------ Texte cité

Kitchen Ter(re) est la cadette de vos adresses, après Ze Kitchen Galerie ouverte en 2001 puis KGB en 2009 où vous avez perfectionné la cuisine dite “fusion” entre produits français et assaisonnements asiatiques. Quelle parenté y a-t-il entre ces trois adresses ?
William Ledeuil : Entre les trois lieux, il y a cet ADN commun que vous signalez. Mais Kitchen Te(re) est un accident de parcours (rires). Au départ, j’avais l’idée d’ouvrir un restaurant de hors-d’oeuvres du monde entier afin de mettre à l’honneur les mezzés, les antipastis, mais aussi le bento, le ramen et plus généralement les bouillons. Mais à cette même époque, ma rencontre avec Roland Feuillas (NDLR : boulanger et meunier à Cucugnan qui broie des variétés de blés anciens pour en faire des farines et des pâtes d’exception) a marqué un tournant dans le projet. Je suis allé faire un cours, magistral, chez lui et j’ai découvert ces farines magnifiques : de petit épeautre, de rouge de Bordeaux, de barbu du Roussillon… Alors j’ai eu un déclic et j’ai demandé à Roland si on pourrait imaginer une carte de restaurant uniquement faite de pâtes créées par nos soins. On a commandé des matrices en bronze en Italie, fait de nombreux essais et ça donne ces pâtes originales.
Vos pâtes ne sont pas italiennes, ni par leur nom, ni par leur préparation. Leurs formes sont très poétiques. Vous avez voulu ressusciter le vermicelle à la française pour lui donner une stature gastronomique ?
W.L : Tout à fait. J’ai voulu faire revivre cette tradition de la vermicellerie française qui a largement disparu. Ce sont des pâtes sèches sans œuf que je préfère en goût aux pâtes fraîches : les nôtres sont fabriquées avec des blés cultivés en agroécologie, goûteux et nourrissants, et dont les taux de gluten sont faibles. Et puis Roland leur a donné des noms français : girolette, cargolette, dentelle, crête… Le secret de notre préparation des pâtes, c’est qu’elles sont cuites dans un bouillon dont elles absorbent lentement les arômes, comme un risotto. D’ailleurs, en fonction de sa forme, de sa courbure, de ses stries, la pâte accroche plus ou moins la sauce : à chaque préparation, sa forme de nouille adéquate.
Pandora Métayer, en travaillant avec William Ledeuil, ce virtuose du bouillon, vous avez l’impression d’être devenue experte en fonds et sauces ?
Pandora Métayer : Forcément, j’ai énormément appris, moi qui suis passée par les trois restaurants du chef depuis sept ans que je travaille avec lui. Après ma formation chez Coutanceau à La Rochelle, j’ai cuisiné à l’étranger pendant cinq ans, avant de devenir cheffe de partie chez Ze Kitchen, puis sous-cheffe chez KGB et enfin cheffe de Kitchen Ter(re) depuis deux ans. J’ai beaucoup pratiqué les bouillons, les herbes asiatiques mais aussi les poissons. Maintenant, je lève des filets les yeux fermés (rires).

------------

**Consigne écrite**
Retapez sans rien changer le passage de l'entretien qui s'ouvre sur les mots « W.L : Tout à » et se clôt sur « de nouille adéquate. ».

------ Informations fournies

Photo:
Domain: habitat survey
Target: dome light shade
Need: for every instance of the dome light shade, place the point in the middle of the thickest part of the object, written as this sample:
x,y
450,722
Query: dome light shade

------------

**Résultat ci-dessous**
W.L : Tout à fait. J’ai voulu faire revivre cette tradition de la vermicellerie française qui a largement disparu. Ce sont des pâtes sèches sans œuf que je préfère en goût aux pâtes fraîches : les nôtres sont fabriquées avec des blés cultivés en agroécologie, goûteux et nourrissants, et dont les taux de gluten sont faibles. Et puis Roland leur a donné des noms français : girolette, cargolette, dentelle, crête… Le secret de notre préparation des pâtes, c’est qu’elles sont cuites dans un bouillon dont elles absorbent lentement les arômes, comme un risotto. D’ailleurs, en fonction de sa forme, de sa courbure, de ses stries, la pâte accroche plus ou moins la sauce : à chaque préparation, sa forme de nouille adéquate.